▶ INSTRUCTIONS FOR THE TASK
In the text on quinoa downy mildew below, list each part of spinach seeds where P. effusa has been found.

▶ EXERCISE PASSAGE
==============================

E-mail: eihab111@gmail.com
Elhamy M El-Assiutya
Zeinab M Fahmya
Gamal M Fahmyb
a Plant Pathology Research Institute,
Agricultural Research Centre, Giza,
Egypt
b Department of Botany and Microbiology,
Faculty of Science, University of Cairo,
Giza 12613, Egypt
ARTICLE CODE: 18.02.19
INTRODUCTION:
Quinoa (Chenopodium quinoa Willd.), an
ancient food and feed stuff of the Andean
Region of South America, has been recently
introduced as a winter crop to Egypt. The crop
is endangered by downy mildew (DM) caused
by Peronospora variabilis Gäum (formerly P.
farinosa f. sp. chenopodii Byford). In 2014,
the disease was discovered and recorded in
Egypt on some accessions of quinoa (El-
Assiuty et al., 2014). Downy mildew causes
yield losses as reported at 33 - 58% in
resistant cultivars and up to 99% in some of
the highly susceptible cultivars (Danielsen et
al., 1999). The seeds were reported as the
main source of dissemination and
transmission of quinoa downy mildew
(Danielsen et al., 2004; Kitz, 2008). There are
many other reports that documented the role
of seed-borne oospores in downy mildew
transmission (Ojiambo et al., 2015; Cohen et
al., 2017; Salgado-Salazar et al., 2018;
Thangavel et al., 2018). Oospores of P.
variabilis transmitted through infected quinoa
seed were reported to be presented under the
seed (fruit) pericarp (Danielsen et al., 2004).
Inaba et al. (1983) observed oospores in seed
wash-offs from commercial spinach seed. The
detection of P. effusa in different parts of
spinach seeds as the calyx tube, funiculus,
integument, and nucellus has been observed
(Leach and Borthwick, 1934). Plant pathogens
can be detected in different parts of the crop
seeds (Landa et al., 2007; Carroll et al., 2017;
Gilardi et al., 2018).
PCR-based assay was applied in many
articles to detect small amounts of pathogen
DNA. Testen et al. (2014) confirmed the
presence of P. variabilis oospores in quinoa
seeds by species-specific primers (PV6).
Oospores were recovered from 16% of the
spinach seed lots, but the presence of P.
effusa DNA was detected in 95% of seed lots
by PCR or qPCR assays (Kunjeti et al., 2016).
The occurrence of P. cubensis in cucurbits
seeds via microscopy was confirmed by
species-specific PCR assays (Cohen et al.,
2014).
Egypt. J. Exp. Biol. (Bot.), 15(2): 197 – 203 (2019)

==============================

Stored data
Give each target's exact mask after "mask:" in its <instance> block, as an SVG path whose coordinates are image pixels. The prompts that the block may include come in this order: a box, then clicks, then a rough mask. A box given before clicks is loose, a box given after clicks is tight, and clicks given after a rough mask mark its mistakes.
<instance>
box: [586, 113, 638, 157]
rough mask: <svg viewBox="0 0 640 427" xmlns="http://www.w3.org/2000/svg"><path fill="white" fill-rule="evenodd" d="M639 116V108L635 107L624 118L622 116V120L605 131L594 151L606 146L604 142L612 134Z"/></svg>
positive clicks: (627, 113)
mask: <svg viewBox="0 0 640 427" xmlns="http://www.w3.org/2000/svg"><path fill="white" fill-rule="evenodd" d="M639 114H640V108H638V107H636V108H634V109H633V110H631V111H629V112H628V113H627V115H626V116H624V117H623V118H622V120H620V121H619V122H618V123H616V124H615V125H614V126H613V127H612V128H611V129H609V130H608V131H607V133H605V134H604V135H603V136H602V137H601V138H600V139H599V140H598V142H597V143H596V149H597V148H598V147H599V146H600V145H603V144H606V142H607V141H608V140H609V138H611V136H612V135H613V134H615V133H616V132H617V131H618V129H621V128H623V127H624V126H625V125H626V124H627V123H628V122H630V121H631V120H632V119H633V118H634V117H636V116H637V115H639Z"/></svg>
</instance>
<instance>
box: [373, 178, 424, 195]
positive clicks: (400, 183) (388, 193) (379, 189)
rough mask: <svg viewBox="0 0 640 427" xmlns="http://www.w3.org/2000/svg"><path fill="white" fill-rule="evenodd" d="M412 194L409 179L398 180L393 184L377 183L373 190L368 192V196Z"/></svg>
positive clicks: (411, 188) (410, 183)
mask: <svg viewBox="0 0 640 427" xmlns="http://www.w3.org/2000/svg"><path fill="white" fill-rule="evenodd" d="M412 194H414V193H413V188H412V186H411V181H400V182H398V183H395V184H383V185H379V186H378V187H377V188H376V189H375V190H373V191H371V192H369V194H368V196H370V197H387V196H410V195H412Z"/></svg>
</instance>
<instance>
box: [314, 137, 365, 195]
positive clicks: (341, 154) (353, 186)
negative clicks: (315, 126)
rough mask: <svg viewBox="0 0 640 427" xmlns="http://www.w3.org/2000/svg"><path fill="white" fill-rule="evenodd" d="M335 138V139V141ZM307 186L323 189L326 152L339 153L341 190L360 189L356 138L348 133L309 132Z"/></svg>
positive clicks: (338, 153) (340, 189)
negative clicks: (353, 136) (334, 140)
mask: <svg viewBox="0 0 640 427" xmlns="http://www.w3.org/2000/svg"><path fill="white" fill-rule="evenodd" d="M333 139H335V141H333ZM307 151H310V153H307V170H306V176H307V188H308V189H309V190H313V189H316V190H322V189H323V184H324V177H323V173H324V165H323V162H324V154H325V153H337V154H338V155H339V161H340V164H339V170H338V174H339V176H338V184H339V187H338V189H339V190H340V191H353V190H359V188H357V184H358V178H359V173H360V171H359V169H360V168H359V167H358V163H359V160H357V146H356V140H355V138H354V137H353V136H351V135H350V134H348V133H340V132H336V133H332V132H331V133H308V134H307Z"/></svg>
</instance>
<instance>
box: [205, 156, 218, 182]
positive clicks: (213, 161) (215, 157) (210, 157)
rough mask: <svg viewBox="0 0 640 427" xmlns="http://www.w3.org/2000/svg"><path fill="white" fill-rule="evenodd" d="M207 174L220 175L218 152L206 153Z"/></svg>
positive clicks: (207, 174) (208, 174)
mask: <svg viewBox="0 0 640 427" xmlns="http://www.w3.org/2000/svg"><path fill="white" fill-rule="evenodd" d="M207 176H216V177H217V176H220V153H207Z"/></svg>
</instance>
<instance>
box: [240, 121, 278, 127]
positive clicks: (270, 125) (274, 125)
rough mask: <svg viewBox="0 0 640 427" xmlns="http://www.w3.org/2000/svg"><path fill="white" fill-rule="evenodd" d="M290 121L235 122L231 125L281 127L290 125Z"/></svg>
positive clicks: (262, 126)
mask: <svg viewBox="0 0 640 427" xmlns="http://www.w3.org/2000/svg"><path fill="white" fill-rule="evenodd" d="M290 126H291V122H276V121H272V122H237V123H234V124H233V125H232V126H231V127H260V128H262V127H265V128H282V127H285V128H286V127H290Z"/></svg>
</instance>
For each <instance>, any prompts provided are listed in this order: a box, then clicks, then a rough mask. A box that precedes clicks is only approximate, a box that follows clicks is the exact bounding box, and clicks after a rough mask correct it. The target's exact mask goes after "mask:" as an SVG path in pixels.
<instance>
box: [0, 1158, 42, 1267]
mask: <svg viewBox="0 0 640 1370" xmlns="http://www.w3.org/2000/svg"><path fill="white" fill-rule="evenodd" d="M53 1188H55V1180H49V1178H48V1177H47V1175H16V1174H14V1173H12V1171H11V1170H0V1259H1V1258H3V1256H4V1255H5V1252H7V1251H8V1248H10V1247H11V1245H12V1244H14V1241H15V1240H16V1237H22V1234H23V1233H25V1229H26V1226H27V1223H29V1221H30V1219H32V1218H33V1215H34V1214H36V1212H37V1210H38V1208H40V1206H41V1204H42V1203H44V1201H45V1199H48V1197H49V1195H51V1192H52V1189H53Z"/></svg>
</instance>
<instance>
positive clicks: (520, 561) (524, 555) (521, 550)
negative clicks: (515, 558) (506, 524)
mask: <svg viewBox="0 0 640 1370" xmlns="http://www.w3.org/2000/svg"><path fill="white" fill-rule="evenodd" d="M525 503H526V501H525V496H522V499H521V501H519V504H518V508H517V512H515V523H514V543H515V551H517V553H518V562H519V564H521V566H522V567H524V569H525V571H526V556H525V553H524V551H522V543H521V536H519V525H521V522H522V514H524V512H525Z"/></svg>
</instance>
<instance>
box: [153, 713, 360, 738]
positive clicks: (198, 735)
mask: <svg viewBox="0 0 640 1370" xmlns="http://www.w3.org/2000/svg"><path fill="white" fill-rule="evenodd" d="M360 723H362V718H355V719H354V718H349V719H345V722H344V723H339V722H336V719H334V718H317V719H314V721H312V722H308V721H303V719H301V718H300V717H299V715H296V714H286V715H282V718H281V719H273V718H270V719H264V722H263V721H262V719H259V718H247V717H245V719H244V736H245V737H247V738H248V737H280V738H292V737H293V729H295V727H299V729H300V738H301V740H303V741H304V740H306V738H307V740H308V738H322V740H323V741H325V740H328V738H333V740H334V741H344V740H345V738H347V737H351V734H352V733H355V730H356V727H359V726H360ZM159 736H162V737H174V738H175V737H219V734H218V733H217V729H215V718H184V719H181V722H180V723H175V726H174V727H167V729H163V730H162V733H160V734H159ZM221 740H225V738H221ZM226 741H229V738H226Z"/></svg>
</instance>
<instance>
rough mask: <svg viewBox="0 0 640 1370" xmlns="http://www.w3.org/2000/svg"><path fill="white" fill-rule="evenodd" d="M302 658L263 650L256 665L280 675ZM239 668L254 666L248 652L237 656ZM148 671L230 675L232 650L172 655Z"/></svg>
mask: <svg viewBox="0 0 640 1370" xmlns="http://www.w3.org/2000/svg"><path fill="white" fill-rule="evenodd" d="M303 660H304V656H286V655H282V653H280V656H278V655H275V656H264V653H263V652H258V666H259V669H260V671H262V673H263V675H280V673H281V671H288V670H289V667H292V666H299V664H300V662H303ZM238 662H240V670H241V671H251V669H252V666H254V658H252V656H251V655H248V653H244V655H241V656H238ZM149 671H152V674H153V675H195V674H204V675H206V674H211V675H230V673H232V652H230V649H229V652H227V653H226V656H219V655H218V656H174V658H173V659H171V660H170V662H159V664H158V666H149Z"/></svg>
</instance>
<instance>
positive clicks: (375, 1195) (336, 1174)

==============================

▶ OUTPUT BELOW
calyx tube, funiculus, integument, nucellus